> [Requests]:
1 – Before the listing is a news text on the Turkish parliament's vote about presidential power. Retype everything from "ANKARA: Turkish President" down to "in early April." in that news text.
2 – According to the news text on the Turkish parliament's vote, how many of the 550 members must approve a constitutional amendment for it to become law without a referendum?
## Begin Reading text
ANKARA: Turkish President Recep Tayyip Erdogan’s campaign to secure sweeping executive authority won approval of parliament early Saturday. Turks will have the final say in a referendum that could be held in early April.

The parliament voted 339-142 to make the president the head of the executive and abolish the job of prime minister, triggering a referendum on the proposal and putting Erdogan one step away from building a power centre unrivalled since the days of parliamentary founder Ataturk. In Turkey’s system, amendments to the constitution need to be approved by 367 of 550 members to become law. Proposals that get between 330 and 367 votes should be voted on by the public.

“The Turkish nation will make the final decision,” Prime Minister Binali Yildirim said after the voting.

As lawmakers from the ruling AK Party declared victory, legislators from opposition parties CHP and HDP warned that the attempt to transform Turkey’s government has polarised the nation. Erdogan’s supporters say it’s needed to overcome deepening security and economic challenges, while critics warn the overhaul would concentrate a dangerous amount of power in a single authority who has already embarked on a crackdown on political opponents, journalists, academics and activists.
## End Reading text
## Begin Given material
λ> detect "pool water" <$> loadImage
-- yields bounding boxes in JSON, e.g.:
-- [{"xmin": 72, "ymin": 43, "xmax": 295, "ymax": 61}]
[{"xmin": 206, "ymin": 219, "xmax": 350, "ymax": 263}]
## End Given material
> [Outputs for the tasks]:
1 –
ANKARA: Turkish President Recep Tayyip Erdogan’s campaign to secure sweeping executive authority won approval of parliament early Saturday. Turks will have the final say in a referendum that could be held in early April.

2 – 367